[Stored records]
=======

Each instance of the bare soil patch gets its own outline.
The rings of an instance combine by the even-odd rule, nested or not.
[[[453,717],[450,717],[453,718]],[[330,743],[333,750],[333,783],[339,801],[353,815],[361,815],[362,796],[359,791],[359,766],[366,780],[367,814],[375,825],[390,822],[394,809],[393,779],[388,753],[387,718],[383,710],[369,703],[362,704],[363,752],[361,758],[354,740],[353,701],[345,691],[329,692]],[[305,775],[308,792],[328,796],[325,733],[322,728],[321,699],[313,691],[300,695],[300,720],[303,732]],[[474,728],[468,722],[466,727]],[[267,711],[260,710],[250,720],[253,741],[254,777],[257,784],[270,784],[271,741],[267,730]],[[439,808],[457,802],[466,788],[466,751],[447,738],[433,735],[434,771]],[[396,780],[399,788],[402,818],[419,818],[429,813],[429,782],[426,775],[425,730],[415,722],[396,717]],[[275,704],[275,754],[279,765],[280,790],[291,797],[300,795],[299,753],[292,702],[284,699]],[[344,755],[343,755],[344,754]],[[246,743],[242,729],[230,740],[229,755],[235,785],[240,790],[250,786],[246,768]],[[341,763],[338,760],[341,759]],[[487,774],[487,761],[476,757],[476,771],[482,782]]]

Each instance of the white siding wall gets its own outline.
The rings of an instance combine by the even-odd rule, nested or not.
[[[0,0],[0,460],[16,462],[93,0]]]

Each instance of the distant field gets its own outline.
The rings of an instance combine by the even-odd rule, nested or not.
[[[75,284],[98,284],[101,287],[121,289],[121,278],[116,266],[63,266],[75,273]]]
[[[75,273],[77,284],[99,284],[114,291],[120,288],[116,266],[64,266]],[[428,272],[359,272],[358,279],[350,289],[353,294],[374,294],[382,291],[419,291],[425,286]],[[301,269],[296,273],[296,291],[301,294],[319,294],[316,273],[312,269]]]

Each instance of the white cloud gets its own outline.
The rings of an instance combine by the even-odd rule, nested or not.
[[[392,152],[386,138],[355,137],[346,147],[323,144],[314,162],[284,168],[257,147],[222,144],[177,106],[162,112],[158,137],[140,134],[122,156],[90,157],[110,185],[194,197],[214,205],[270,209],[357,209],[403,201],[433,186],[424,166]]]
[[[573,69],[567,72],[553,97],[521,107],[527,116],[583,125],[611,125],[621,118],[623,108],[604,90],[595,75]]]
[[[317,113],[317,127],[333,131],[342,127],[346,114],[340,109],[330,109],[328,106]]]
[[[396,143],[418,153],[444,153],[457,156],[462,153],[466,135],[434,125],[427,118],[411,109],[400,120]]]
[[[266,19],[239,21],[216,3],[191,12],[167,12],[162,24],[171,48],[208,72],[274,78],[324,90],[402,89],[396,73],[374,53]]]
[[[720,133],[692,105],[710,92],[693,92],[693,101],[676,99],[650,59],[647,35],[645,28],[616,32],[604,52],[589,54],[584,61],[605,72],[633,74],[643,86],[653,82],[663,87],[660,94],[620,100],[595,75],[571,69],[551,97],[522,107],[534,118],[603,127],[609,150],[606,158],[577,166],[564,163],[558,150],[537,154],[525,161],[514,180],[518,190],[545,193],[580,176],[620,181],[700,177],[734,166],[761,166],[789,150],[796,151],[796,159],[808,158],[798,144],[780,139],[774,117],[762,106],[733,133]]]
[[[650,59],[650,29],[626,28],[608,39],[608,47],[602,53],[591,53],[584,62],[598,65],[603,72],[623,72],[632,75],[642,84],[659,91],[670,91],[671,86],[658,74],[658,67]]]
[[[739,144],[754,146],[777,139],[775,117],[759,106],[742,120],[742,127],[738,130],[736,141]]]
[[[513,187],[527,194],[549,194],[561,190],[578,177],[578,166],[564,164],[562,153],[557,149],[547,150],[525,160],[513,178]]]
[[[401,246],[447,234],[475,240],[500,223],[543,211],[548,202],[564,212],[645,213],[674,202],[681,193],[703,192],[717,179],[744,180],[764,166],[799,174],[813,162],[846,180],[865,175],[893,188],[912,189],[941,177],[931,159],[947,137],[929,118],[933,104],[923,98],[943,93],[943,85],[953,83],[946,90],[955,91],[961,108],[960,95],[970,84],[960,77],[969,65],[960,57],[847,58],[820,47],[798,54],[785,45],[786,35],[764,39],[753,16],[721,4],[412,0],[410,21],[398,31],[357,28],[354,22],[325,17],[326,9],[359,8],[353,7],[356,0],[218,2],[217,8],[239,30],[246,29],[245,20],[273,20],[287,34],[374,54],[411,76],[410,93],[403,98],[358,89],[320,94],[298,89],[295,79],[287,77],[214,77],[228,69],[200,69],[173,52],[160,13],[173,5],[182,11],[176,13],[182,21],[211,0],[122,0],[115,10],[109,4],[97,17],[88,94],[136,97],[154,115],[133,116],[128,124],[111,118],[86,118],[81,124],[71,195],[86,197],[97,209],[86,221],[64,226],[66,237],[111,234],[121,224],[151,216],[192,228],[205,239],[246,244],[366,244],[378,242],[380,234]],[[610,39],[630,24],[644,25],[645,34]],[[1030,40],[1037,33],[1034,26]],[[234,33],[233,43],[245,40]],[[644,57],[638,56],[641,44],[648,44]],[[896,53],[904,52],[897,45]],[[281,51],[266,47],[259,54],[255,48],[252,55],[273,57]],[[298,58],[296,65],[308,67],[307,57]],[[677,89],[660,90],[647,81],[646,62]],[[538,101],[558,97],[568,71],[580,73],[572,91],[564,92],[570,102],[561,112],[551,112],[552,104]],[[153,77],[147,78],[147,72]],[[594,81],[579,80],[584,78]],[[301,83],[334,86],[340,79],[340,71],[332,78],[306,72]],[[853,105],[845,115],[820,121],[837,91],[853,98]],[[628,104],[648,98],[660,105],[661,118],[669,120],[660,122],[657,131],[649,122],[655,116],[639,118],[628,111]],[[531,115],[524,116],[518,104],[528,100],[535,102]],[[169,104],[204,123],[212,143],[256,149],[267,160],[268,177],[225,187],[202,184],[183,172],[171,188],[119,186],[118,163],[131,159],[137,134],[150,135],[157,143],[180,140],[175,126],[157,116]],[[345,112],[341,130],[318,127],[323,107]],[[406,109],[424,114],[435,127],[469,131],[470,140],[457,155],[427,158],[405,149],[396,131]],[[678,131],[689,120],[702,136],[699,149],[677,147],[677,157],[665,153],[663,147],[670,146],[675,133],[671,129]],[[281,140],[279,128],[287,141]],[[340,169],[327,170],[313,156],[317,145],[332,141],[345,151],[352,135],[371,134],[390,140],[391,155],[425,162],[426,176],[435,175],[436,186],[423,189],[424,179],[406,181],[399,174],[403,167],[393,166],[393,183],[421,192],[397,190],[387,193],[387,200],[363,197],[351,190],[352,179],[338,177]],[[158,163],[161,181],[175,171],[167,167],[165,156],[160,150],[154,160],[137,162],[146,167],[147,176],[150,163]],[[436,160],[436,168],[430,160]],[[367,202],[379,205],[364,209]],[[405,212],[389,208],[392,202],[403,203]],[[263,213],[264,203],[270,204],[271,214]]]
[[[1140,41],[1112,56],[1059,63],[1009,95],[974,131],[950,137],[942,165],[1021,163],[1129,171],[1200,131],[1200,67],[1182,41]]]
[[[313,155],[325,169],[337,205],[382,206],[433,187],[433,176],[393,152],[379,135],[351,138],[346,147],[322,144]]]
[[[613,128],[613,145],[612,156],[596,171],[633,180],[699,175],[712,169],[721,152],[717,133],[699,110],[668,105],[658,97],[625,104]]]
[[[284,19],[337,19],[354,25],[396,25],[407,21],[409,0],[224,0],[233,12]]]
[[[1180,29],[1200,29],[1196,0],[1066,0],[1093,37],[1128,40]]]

=======

Goal of the exercise →
Count the lines in the records above that contain the word "gets", and report only that number.

Expected answer →
4